## Extract provided
START

Bulls’ Matas Buzelis still powering through Billy Donovan’s ongoing test
Two games into his second NBA season, Matas Buzelis ambled to the bench early in a fourth quarter he should’ve molded. Before sitting, he bashed the seat beside him and wrestled with his shooting shirt in anguish.
It was an unwelcome, visibly uncomfortable retreat to where he spent most of a night in Orlando while in foul trouble. He earned his sixth whistle 14 seconds into his next entry. The young forward shifted in angst on the blue cushion beneath him. He bit down on a towel, the tick that signaled a loss of power for a player who expects the world of himself.
That night portended the tug-of-war he’d find himself in during the early goings of his sophomore season. The challenge of physically involving himself in games — and the short leash he’d wear in the act — building habits as a developing, hopeful NBA stud for a coach wired to chase wins regardless of his hand.
To some degree, these were Buzelis’ wishes. In his media day availability, he welcomed the trials that come with chasing potential: the expectations of becoming an All-Defensive player or one bold enough to pronounce his desire for Most Improved Player honors.
In his first 12 games, he turned in six games with four or more fouls. He’s seen contests he didn’t close, like in Chicago’s Nov. 10 home loss against the San Antonio Spurs and their gargantuan lineup. Or games he was quickly yanked from, like the Nov. 19 game at the Portland Trail Blazers, a game the Bulls won, but he played only 19 minutes. Or in New Orleans, when Buzelis on Nov. 24 was benched to start the second half for similar reasons.

END

## Supplied information
START

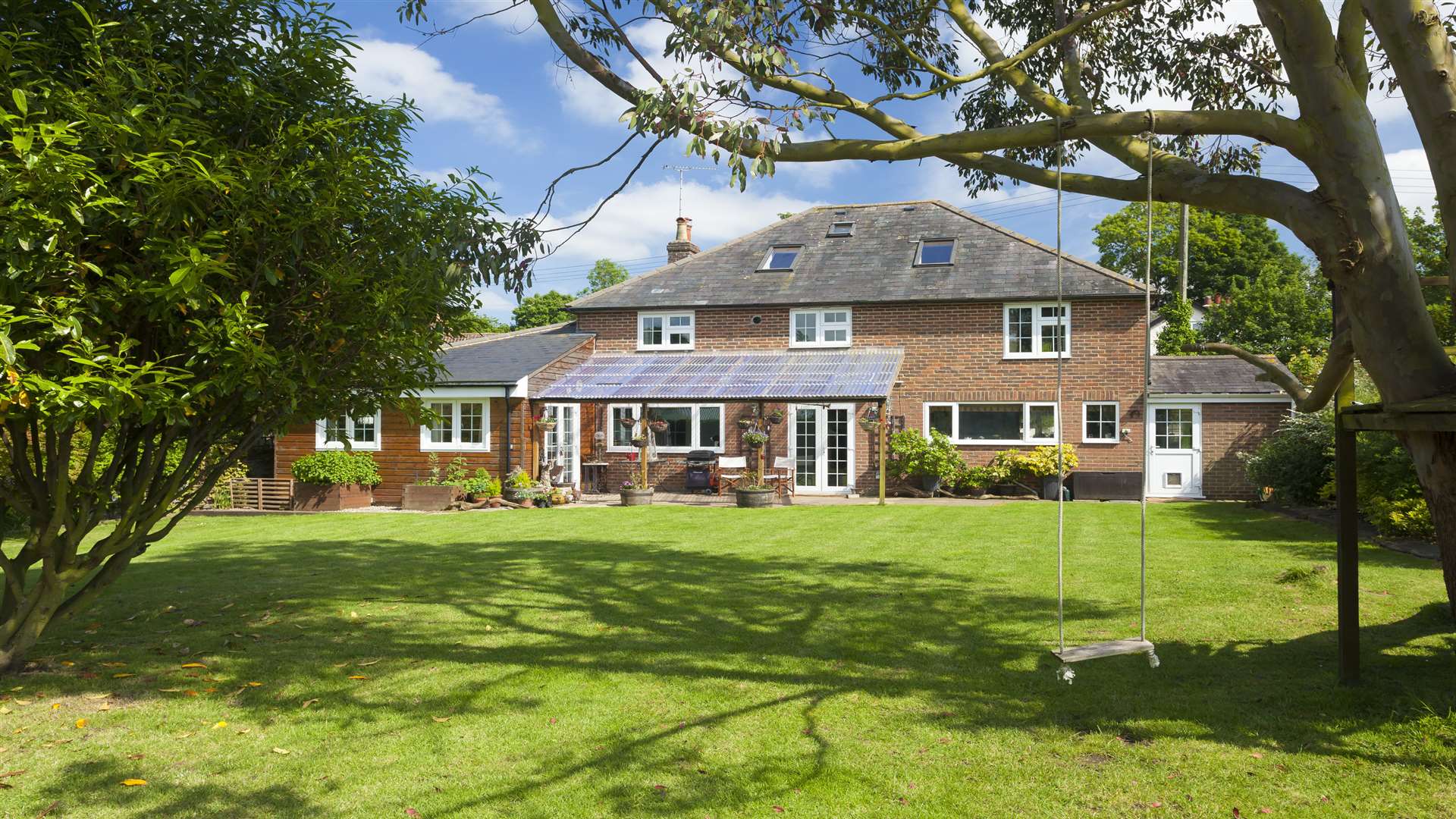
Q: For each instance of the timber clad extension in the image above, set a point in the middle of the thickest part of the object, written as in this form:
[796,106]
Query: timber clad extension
[965,309]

END

## Problems and tasks
A – Answer these about the Matas Buzelis article, one answer per line, marked the same way:
(i) In which city did Buzelis spend most of a night in foul trouble two games into his second season?
(ii) In how many of his first 12 games did he have four or more fouls?
(iii) How many minutes did he play in the Nov. 19 game at the Portland Trail Blazers?
B – Please output the part of the Buzelis article that begins with the words containing "To some degree, these" and ends with "for similar reasons.".

## Task responses
A –
(i) Orlando
(ii) Six
(iii) 19

B –
To some degree, these were Buzelis’ wishes. In his media day availability, he welcomed the trials that come with chasing potential: the expectations of becoming an All-Defensive player or one bold enough to pronounce his desire for Most Improved Player honors.
In his first 12 games, he turned in six games with four or more fouls. He’s seen contests he didn’t close, like in Chicago’s Nov. 10 home loss against the San Antonio Spurs and their gargantuan lineup. Or games he was quickly yanked from, like the Nov. 19 game at the Portland Trail Blazers, a game the Bulls won, but he played only 19 minutes. Or in New Orleans, when Buzelis on Nov. 24 was benched to start the second half for similar reasons.